Named object pointing entries:
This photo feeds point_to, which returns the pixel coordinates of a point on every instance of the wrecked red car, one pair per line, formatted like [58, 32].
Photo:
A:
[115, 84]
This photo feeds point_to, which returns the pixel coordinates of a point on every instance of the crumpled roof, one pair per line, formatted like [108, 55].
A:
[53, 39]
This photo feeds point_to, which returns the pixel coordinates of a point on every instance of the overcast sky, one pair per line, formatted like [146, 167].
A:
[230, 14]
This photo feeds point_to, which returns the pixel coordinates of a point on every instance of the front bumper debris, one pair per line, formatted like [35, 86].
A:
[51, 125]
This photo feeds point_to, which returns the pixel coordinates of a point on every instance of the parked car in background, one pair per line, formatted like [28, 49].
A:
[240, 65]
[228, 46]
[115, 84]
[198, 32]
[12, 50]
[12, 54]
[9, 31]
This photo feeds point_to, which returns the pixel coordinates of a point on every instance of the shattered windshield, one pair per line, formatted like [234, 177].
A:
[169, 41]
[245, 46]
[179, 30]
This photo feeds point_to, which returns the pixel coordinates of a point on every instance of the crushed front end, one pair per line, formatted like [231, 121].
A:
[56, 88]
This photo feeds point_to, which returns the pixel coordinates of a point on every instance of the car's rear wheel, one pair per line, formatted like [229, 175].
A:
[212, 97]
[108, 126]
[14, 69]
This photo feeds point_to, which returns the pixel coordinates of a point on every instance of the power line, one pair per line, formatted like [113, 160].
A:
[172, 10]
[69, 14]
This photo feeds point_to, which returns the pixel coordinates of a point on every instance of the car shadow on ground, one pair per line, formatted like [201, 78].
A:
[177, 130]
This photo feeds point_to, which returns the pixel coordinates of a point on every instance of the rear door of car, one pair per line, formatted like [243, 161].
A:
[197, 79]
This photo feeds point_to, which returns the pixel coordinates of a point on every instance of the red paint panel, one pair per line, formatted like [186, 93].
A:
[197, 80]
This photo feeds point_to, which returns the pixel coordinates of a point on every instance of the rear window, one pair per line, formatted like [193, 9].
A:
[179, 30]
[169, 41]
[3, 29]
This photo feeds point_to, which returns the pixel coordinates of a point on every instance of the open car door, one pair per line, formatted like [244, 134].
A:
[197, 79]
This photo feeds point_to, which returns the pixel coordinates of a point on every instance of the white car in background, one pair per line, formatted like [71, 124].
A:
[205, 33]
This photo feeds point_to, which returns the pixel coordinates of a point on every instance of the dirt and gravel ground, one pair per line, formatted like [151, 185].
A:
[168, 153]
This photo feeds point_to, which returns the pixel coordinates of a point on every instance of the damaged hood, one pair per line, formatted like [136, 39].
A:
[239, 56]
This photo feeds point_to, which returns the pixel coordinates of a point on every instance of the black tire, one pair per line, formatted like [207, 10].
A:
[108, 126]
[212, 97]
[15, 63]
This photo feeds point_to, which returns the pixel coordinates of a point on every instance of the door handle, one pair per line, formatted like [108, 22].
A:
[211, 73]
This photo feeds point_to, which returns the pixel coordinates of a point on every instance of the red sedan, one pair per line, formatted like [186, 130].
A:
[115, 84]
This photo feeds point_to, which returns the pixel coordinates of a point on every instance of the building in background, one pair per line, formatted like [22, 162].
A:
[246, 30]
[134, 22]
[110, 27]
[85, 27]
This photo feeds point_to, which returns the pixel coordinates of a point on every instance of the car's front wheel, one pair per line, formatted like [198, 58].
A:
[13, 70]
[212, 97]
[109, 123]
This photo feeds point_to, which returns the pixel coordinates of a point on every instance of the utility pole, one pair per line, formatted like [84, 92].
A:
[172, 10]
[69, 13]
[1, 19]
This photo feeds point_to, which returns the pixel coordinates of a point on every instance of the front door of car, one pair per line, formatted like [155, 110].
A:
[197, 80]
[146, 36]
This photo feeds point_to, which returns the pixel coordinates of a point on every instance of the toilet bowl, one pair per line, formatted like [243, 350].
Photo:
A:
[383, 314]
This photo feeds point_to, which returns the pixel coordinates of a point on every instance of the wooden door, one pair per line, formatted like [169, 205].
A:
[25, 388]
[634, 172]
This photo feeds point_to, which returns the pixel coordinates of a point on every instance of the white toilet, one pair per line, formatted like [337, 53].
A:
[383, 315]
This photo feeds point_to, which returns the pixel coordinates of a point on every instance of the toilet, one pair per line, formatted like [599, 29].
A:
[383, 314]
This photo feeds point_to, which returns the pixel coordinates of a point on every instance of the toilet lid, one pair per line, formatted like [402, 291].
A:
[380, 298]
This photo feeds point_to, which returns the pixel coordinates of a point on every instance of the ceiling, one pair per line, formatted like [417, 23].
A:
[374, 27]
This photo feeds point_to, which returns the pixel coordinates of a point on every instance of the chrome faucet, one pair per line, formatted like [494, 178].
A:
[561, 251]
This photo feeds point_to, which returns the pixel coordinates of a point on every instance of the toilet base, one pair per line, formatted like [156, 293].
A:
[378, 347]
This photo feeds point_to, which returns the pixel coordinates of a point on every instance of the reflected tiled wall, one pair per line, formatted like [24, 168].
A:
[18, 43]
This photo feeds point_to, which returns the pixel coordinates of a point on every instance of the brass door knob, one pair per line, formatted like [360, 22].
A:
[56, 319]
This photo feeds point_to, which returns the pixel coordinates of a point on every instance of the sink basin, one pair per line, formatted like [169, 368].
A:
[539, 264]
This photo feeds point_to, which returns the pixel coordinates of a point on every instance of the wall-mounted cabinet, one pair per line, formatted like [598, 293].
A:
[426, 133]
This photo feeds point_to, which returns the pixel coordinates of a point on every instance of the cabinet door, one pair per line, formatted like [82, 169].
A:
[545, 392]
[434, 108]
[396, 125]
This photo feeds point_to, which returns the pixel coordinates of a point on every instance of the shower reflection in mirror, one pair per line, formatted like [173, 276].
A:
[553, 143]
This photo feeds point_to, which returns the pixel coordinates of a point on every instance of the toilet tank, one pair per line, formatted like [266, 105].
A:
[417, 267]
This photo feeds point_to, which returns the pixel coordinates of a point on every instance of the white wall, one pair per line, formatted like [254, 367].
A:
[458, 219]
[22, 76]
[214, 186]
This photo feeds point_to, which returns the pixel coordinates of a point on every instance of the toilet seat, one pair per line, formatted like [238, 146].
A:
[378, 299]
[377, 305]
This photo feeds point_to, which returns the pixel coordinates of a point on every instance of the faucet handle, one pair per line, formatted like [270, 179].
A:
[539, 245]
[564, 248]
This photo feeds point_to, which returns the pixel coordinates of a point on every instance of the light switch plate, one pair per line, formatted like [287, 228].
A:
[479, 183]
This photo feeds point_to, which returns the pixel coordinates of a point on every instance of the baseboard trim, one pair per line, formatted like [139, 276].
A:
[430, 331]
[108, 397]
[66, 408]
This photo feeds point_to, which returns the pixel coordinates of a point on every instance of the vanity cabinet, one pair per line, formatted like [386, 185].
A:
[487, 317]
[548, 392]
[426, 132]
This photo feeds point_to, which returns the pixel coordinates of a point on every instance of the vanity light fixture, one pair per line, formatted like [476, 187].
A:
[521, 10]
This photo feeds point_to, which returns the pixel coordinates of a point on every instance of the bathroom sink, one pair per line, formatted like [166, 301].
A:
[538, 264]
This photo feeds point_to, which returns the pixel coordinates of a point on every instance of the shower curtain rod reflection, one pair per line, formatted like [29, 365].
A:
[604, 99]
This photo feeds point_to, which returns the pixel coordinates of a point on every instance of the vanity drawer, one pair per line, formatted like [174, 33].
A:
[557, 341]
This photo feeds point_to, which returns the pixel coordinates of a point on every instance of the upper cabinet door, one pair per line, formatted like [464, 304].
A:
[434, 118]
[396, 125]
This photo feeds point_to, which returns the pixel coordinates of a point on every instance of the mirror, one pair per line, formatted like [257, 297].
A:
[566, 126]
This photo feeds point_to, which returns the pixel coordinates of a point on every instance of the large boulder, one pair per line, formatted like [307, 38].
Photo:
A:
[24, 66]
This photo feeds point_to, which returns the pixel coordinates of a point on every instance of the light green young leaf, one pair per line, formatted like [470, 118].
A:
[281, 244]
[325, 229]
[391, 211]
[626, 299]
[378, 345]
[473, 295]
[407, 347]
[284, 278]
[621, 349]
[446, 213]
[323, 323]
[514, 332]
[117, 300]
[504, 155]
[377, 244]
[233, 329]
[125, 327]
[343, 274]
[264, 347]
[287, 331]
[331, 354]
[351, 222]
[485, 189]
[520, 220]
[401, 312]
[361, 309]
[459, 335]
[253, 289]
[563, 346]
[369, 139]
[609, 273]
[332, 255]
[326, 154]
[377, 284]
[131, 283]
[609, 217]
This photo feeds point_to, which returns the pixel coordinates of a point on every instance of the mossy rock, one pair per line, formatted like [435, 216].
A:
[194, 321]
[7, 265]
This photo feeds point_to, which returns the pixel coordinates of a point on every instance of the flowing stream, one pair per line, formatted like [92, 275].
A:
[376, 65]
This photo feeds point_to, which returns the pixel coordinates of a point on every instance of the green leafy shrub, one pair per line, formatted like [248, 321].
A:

Instruction: Update everything from the line containing "like [248, 321]." down to the end of the data, replacing "leafy" with "flowering" and leaving all else unchanged.

Final answer:
This photo feeds point_to, which returns the pixel coordinates of a point on every instance of the green flowering shrub, one pair per line, formatted like [248, 321].
A:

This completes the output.